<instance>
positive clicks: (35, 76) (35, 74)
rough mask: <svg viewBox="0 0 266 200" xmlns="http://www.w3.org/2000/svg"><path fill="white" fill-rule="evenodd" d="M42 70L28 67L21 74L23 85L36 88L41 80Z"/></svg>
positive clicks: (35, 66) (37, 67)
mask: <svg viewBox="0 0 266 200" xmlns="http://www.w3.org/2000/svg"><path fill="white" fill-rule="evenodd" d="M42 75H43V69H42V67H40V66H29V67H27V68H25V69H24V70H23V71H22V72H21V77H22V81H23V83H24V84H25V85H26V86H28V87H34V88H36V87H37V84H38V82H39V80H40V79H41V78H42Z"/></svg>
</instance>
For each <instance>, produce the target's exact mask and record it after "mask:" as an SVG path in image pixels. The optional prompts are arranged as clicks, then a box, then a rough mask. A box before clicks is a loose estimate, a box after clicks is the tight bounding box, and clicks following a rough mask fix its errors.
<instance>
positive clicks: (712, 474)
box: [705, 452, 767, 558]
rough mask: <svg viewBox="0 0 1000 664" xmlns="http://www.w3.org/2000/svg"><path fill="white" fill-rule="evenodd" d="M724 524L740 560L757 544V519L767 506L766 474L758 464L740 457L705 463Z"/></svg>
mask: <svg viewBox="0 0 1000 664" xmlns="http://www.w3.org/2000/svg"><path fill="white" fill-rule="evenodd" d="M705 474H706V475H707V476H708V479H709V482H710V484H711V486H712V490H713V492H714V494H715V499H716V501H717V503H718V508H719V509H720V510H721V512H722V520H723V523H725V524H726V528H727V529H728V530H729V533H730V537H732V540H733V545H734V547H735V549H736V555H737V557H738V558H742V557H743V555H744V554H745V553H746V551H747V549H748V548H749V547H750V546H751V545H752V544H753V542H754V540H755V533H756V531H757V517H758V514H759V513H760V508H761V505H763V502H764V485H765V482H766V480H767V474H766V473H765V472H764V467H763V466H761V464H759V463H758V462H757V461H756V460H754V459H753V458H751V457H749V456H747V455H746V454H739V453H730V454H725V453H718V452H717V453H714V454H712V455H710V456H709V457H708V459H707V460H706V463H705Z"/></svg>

Directions: Lines from the one holding "For each <instance>, produce" through the last line of the material are to be repeated exactly; no other lines belong in the answer.

The answer:
For each <instance>, produce the target's exact mask and record it after "mask:" as an SVG path in image pixels. The optional prompts are arranged as clicks, then a box, then a rough mask. A box before clicks is a loose estimate, a box after clicks is the tight bounding box, and clicks following a rough mask fix its errors.
<instance>
positive clicks: (712, 474)
box: [705, 452, 767, 558]
rough mask: <svg viewBox="0 0 1000 664" xmlns="http://www.w3.org/2000/svg"><path fill="white" fill-rule="evenodd" d="M724 524L740 560L757 544V519L767 506L766 474L758 464L740 457L705 463Z"/></svg>
mask: <svg viewBox="0 0 1000 664" xmlns="http://www.w3.org/2000/svg"><path fill="white" fill-rule="evenodd" d="M705 474H706V475H707V476H708V479H709V482H710V484H711V486H712V490H713V492H714V494H715V499H716V501H717V503H718V508H719V509H720V510H721V512H722V520H723V523H725V524H726V528H727V529H728V530H729V533H730V537H732V540H733V545H734V547H735V549H736V555H737V557H738V558H742V557H743V555H744V554H745V553H746V551H747V549H748V548H749V547H750V546H751V545H752V544H753V542H754V540H755V533H756V531H757V517H758V514H759V513H760V508H761V505H763V502H764V485H765V482H766V480H767V474H766V473H765V472H764V467H763V466H761V464H759V463H758V462H757V461H756V460H754V459H753V458H751V457H749V456H747V455H746V454H739V453H730V454H725V453H718V452H717V453H714V454H712V455H710V456H709V457H708V459H707V460H706V463H705Z"/></svg>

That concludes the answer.